■ **TASK**
Repeat each entry exactly.

■ **PROVIDED ENTRIES**
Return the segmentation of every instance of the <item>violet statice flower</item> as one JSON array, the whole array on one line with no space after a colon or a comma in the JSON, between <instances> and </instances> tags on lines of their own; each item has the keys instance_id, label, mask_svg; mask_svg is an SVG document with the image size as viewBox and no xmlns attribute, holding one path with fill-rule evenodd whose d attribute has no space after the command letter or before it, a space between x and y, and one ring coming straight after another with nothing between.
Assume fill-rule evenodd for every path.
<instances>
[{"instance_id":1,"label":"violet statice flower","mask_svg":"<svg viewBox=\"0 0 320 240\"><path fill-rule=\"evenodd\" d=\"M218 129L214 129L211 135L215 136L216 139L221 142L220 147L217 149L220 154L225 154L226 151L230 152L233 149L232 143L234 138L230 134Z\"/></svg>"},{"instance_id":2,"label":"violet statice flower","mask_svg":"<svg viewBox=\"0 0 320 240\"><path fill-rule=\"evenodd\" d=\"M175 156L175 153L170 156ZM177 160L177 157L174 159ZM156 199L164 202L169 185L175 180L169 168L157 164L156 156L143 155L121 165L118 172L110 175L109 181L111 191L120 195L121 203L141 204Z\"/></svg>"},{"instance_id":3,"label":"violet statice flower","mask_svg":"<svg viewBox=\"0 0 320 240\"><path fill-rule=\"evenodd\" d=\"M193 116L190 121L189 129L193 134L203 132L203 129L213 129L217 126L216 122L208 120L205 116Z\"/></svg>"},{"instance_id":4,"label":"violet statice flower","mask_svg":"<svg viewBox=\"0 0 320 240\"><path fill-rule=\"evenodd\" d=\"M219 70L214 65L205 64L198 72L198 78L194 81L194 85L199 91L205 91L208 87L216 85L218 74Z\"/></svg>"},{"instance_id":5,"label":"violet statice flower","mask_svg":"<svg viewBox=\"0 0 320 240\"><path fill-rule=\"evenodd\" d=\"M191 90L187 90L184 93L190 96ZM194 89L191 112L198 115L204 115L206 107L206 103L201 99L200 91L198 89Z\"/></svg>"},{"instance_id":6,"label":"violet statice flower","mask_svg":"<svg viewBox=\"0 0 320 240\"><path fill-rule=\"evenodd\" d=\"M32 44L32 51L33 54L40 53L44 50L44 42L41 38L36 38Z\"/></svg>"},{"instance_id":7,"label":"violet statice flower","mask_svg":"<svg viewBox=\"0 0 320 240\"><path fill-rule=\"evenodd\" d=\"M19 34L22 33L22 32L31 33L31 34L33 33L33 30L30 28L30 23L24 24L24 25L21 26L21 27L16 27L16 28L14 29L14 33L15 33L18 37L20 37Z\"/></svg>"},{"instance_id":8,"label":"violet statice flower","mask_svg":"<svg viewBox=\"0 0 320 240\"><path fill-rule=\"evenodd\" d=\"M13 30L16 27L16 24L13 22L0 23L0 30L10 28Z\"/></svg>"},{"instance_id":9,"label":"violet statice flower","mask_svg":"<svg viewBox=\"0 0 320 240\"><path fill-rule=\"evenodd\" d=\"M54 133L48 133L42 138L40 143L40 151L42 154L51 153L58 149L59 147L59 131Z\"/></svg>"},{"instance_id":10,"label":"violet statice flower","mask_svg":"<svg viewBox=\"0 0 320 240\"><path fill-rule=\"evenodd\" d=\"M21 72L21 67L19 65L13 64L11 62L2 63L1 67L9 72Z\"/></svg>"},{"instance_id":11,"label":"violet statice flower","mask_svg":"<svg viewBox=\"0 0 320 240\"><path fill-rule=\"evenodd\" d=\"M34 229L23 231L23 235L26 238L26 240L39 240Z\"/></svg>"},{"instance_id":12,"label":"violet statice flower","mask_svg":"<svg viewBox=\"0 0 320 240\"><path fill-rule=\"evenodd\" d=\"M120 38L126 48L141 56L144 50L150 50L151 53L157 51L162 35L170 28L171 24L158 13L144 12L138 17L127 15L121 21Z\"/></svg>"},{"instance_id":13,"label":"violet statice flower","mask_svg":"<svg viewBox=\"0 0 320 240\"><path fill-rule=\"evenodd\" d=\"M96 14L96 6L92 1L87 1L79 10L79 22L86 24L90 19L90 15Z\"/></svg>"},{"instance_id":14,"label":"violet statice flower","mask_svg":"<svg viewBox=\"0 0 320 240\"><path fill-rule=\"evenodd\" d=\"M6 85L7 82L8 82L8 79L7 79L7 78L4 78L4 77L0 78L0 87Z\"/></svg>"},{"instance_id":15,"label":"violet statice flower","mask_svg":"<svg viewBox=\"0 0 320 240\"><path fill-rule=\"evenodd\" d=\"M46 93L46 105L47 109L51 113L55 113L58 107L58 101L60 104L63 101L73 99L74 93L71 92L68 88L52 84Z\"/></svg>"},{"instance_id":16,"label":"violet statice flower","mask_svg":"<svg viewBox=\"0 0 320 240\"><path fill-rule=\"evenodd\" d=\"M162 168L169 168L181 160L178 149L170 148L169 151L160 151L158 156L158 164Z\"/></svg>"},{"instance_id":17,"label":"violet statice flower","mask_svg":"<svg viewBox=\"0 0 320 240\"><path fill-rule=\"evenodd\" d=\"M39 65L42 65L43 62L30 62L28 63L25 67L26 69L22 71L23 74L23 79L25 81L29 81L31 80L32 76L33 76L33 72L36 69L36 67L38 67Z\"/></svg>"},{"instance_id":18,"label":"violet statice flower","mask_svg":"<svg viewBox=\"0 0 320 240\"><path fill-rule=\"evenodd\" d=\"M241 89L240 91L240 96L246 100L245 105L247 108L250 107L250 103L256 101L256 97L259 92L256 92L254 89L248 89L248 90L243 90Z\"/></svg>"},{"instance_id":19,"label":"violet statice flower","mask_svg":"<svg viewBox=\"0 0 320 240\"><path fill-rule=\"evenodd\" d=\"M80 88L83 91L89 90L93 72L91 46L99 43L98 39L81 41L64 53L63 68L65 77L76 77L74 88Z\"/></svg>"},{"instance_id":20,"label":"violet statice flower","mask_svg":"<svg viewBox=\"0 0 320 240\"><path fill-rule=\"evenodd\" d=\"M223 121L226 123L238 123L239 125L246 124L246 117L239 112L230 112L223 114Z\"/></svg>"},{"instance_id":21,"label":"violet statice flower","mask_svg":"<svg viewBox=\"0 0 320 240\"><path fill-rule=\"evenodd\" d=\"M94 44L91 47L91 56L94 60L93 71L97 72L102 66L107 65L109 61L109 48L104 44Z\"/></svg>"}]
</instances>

■ **ANSWER AREA**
Return the segmentation of every instance of the <item>violet statice flower</item> as one JSON array, the whole array on one line with no space after a colon or a comma in the JSON, between <instances> and </instances> tags on lines of their own; each item has the keys instance_id, label, mask_svg; mask_svg is an SVG document with the image size as viewBox and no xmlns attribute, holding one path with fill-rule evenodd whose d attribute has no space after the command letter or before it, a space between x and y, and one ring coming straight after another with nothing between.
Assume fill-rule evenodd for every path.
<instances>
[{"instance_id":1,"label":"violet statice flower","mask_svg":"<svg viewBox=\"0 0 320 240\"><path fill-rule=\"evenodd\" d=\"M218 129L214 129L211 135L215 136L216 139L221 142L220 147L217 149L220 154L225 154L226 151L230 152L233 149L232 143L234 138L230 134Z\"/></svg>"},{"instance_id":2,"label":"violet statice flower","mask_svg":"<svg viewBox=\"0 0 320 240\"><path fill-rule=\"evenodd\" d=\"M175 156L175 153L170 156ZM177 160L177 157L174 159ZM156 199L164 202L169 185L175 180L169 168L157 164L156 156L143 155L121 165L118 172L110 175L109 181L111 191L120 195L121 203L141 204Z\"/></svg>"},{"instance_id":3,"label":"violet statice flower","mask_svg":"<svg viewBox=\"0 0 320 240\"><path fill-rule=\"evenodd\" d=\"M193 116L190 121L189 129L193 134L203 132L203 129L213 129L217 126L216 122L208 120L205 116Z\"/></svg>"},{"instance_id":4,"label":"violet statice flower","mask_svg":"<svg viewBox=\"0 0 320 240\"><path fill-rule=\"evenodd\" d=\"M219 70L214 65L205 64L198 72L198 78L194 81L194 85L199 91L205 91L208 87L216 85L218 74Z\"/></svg>"},{"instance_id":5,"label":"violet statice flower","mask_svg":"<svg viewBox=\"0 0 320 240\"><path fill-rule=\"evenodd\" d=\"M191 90L187 90L184 93L190 96ZM194 89L191 112L198 115L204 115L206 107L206 103L201 99L200 91L198 89Z\"/></svg>"},{"instance_id":6,"label":"violet statice flower","mask_svg":"<svg viewBox=\"0 0 320 240\"><path fill-rule=\"evenodd\" d=\"M32 44L32 51L33 54L40 53L44 50L44 42L41 38L36 38Z\"/></svg>"},{"instance_id":7,"label":"violet statice flower","mask_svg":"<svg viewBox=\"0 0 320 240\"><path fill-rule=\"evenodd\" d=\"M19 34L22 33L22 32L31 33L31 34L33 33L33 30L30 28L30 23L24 24L24 25L21 26L21 27L16 27L16 28L14 29L14 33L15 33L18 37L20 37Z\"/></svg>"},{"instance_id":8,"label":"violet statice flower","mask_svg":"<svg viewBox=\"0 0 320 240\"><path fill-rule=\"evenodd\" d=\"M13 30L16 27L16 24L13 22L0 23L0 30L10 28Z\"/></svg>"},{"instance_id":9,"label":"violet statice flower","mask_svg":"<svg viewBox=\"0 0 320 240\"><path fill-rule=\"evenodd\" d=\"M54 133L48 133L42 138L40 143L40 151L42 154L51 153L58 149L59 147L59 131Z\"/></svg>"},{"instance_id":10,"label":"violet statice flower","mask_svg":"<svg viewBox=\"0 0 320 240\"><path fill-rule=\"evenodd\" d=\"M21 72L21 67L19 65L13 64L11 62L2 63L1 67L9 72Z\"/></svg>"},{"instance_id":11,"label":"violet statice flower","mask_svg":"<svg viewBox=\"0 0 320 240\"><path fill-rule=\"evenodd\" d=\"M34 229L23 231L23 235L26 238L26 240L39 240Z\"/></svg>"},{"instance_id":12,"label":"violet statice flower","mask_svg":"<svg viewBox=\"0 0 320 240\"><path fill-rule=\"evenodd\" d=\"M120 38L126 48L141 56L144 50L150 50L151 53L157 51L162 35L170 28L171 24L158 13L144 12L138 17L127 15L121 21Z\"/></svg>"},{"instance_id":13,"label":"violet statice flower","mask_svg":"<svg viewBox=\"0 0 320 240\"><path fill-rule=\"evenodd\" d=\"M96 14L96 6L92 1L87 1L79 10L79 22L86 24L90 19L90 15Z\"/></svg>"},{"instance_id":14,"label":"violet statice flower","mask_svg":"<svg viewBox=\"0 0 320 240\"><path fill-rule=\"evenodd\" d=\"M6 85L7 82L8 82L8 79L7 79L7 78L4 78L4 77L0 78L0 87Z\"/></svg>"},{"instance_id":15,"label":"violet statice flower","mask_svg":"<svg viewBox=\"0 0 320 240\"><path fill-rule=\"evenodd\" d=\"M46 93L46 105L47 109L51 113L55 113L58 107L58 101L60 104L63 101L73 99L74 93L71 92L68 88L52 84Z\"/></svg>"},{"instance_id":16,"label":"violet statice flower","mask_svg":"<svg viewBox=\"0 0 320 240\"><path fill-rule=\"evenodd\" d=\"M162 168L169 168L181 160L178 149L170 148L169 151L160 151L158 156L158 164Z\"/></svg>"},{"instance_id":17,"label":"violet statice flower","mask_svg":"<svg viewBox=\"0 0 320 240\"><path fill-rule=\"evenodd\" d=\"M39 65L42 65L43 62L30 62L28 63L25 67L26 69L22 71L23 74L23 79L25 81L29 81L31 80L32 76L33 76L33 72L36 69L36 67L38 67Z\"/></svg>"},{"instance_id":18,"label":"violet statice flower","mask_svg":"<svg viewBox=\"0 0 320 240\"><path fill-rule=\"evenodd\" d=\"M241 89L240 91L240 96L246 100L245 105L247 108L250 107L250 103L256 101L256 97L259 92L256 92L254 89L248 89L248 90L243 90Z\"/></svg>"},{"instance_id":19,"label":"violet statice flower","mask_svg":"<svg viewBox=\"0 0 320 240\"><path fill-rule=\"evenodd\" d=\"M80 88L83 91L89 90L93 72L91 46L99 43L98 39L81 41L64 53L63 68L65 77L76 77L74 88Z\"/></svg>"},{"instance_id":20,"label":"violet statice flower","mask_svg":"<svg viewBox=\"0 0 320 240\"><path fill-rule=\"evenodd\" d=\"M223 121L226 123L238 123L239 125L246 124L246 117L239 112L230 112L223 114Z\"/></svg>"},{"instance_id":21,"label":"violet statice flower","mask_svg":"<svg viewBox=\"0 0 320 240\"><path fill-rule=\"evenodd\" d=\"M94 44L91 47L91 56L94 60L93 71L97 72L102 66L107 65L109 61L109 48L104 44Z\"/></svg>"}]
</instances>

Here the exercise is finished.